GOAL —
Retype the whole listing, please, keeping every line exact and dropping the pictures.

■ ■ ■ ■

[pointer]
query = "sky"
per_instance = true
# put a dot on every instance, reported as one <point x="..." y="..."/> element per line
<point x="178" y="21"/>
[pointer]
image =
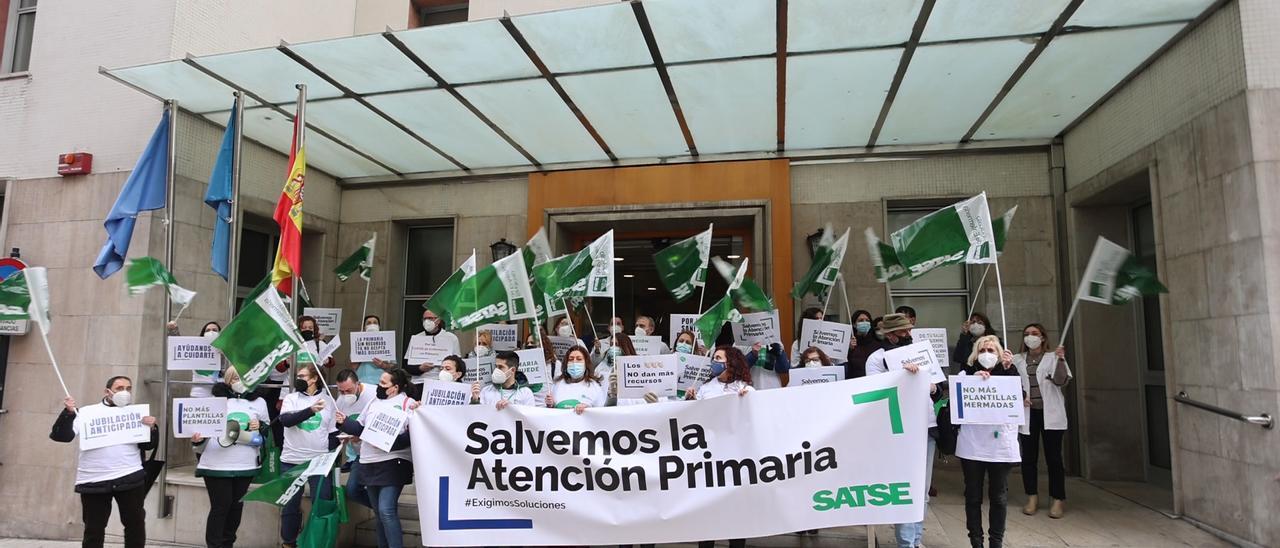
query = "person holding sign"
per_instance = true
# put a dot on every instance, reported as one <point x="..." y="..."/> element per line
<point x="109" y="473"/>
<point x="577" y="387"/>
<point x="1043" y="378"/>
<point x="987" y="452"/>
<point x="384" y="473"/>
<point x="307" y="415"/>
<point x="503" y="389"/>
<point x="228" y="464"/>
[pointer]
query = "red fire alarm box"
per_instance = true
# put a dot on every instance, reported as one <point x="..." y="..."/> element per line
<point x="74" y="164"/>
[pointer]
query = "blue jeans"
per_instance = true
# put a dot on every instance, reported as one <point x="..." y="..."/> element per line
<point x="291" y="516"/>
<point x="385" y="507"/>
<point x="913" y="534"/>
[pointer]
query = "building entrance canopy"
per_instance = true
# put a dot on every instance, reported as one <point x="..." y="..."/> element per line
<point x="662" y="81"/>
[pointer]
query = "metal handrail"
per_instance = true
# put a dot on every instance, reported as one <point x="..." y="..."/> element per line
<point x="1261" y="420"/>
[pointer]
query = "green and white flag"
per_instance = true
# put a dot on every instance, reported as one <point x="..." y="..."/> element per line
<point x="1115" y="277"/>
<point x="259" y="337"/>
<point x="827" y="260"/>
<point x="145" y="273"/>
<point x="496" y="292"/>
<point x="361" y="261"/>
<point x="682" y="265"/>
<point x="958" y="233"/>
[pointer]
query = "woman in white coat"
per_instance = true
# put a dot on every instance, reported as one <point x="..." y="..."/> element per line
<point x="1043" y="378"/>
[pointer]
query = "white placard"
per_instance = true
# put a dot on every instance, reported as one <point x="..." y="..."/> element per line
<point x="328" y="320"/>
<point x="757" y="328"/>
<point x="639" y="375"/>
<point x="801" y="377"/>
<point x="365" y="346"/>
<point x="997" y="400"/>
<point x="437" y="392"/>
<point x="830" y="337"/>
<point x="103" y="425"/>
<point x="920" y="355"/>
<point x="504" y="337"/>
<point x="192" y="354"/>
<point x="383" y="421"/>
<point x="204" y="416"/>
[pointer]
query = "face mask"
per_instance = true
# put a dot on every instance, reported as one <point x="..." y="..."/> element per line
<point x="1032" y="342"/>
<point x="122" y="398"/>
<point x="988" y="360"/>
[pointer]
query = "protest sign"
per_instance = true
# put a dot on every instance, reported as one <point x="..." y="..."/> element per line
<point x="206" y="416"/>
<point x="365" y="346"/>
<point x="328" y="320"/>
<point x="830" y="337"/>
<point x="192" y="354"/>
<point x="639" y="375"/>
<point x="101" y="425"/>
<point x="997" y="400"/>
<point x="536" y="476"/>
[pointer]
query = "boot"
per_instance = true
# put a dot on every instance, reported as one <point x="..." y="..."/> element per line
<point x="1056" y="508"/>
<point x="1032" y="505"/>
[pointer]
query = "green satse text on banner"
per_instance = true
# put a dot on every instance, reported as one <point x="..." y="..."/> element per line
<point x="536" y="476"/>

■ ■ ■ ■

ANSWER FOR THE TASK —
[pointer]
query = "sky"
per_instance = true
# put a dot on every instance, reported as one <point x="..." y="..."/> element per line
<point x="178" y="21"/>
[pointer]
image =
query = "person holding sign"
per_instance = true
# put a dot on every instance, reported as one <point x="..." y="..."/> element per line
<point x="109" y="473"/>
<point x="577" y="387"/>
<point x="1043" y="378"/>
<point x="987" y="452"/>
<point x="384" y="473"/>
<point x="307" y="415"/>
<point x="503" y="389"/>
<point x="228" y="464"/>
[pointer]
query = "red fire alarm box"
per_instance = true
# put a dot on every instance, reported as one <point x="..." y="..."/> element per line
<point x="74" y="164"/>
[pointer]
query = "blue jeans"
per_instance = true
# put a dot on every instance, reported as one <point x="..." y="..."/> element per line
<point x="291" y="516"/>
<point x="385" y="507"/>
<point x="913" y="534"/>
[pointer]
query = "building entrance canopy"
per_instance = true
# put a dot on every instance, reported as one <point x="..." y="..."/> element per line
<point x="662" y="81"/>
[pointer]
query = "metal handrail"
per_instance = true
# put a dot on every instance, reported as one <point x="..." y="..."/> element per line
<point x="1261" y="420"/>
[pointer]
query = "green and white flag"
per_instance = true
# put a dot on every instance, reported as one <point x="..." y="..."/> element per line
<point x="1115" y="277"/>
<point x="259" y="337"/>
<point x="827" y="260"/>
<point x="145" y="273"/>
<point x="496" y="292"/>
<point x="361" y="261"/>
<point x="682" y="265"/>
<point x="958" y="233"/>
[pointer]
query = "woman in white coat"
per_instance = true
# put a dot on every instance, reported as one <point x="..." y="..."/> element per line
<point x="1043" y="378"/>
[pointer]
query = "white placard"
per_instance = true
# put a dot on every instance, reported as one <point x="..." y="..."/> element per line
<point x="328" y="320"/>
<point x="757" y="328"/>
<point x="639" y="375"/>
<point x="801" y="377"/>
<point x="365" y="346"/>
<point x="997" y="400"/>
<point x="437" y="392"/>
<point x="830" y="337"/>
<point x="103" y="425"/>
<point x="920" y="355"/>
<point x="504" y="337"/>
<point x="192" y="354"/>
<point x="383" y="421"/>
<point x="204" y="416"/>
[pointer]
query = "face mask"
per_instance = true
# put a dot on every instance, reported as one <point x="..." y="..."/> element per line
<point x="1032" y="342"/>
<point x="122" y="398"/>
<point x="988" y="360"/>
[pointer]
query = "protest sign"
per_instance = true
# put a dot on every instance, reported as one <point x="..." y="..."/> element per line
<point x="206" y="416"/>
<point x="365" y="346"/>
<point x="328" y="320"/>
<point x="830" y="337"/>
<point x="192" y="354"/>
<point x="639" y="375"/>
<point x="101" y="425"/>
<point x="997" y="400"/>
<point x="536" y="476"/>
[pointer]
query = "boot"
per_instance = true
# put a dot on every instance, reported as one <point x="..." y="..."/> element per line
<point x="1056" y="508"/>
<point x="1032" y="505"/>
[pointer]
query = "green satse text on banner"
per_instance = true
# put a dot on every instance, reported as one <point x="..." y="..."/> element per line
<point x="536" y="476"/>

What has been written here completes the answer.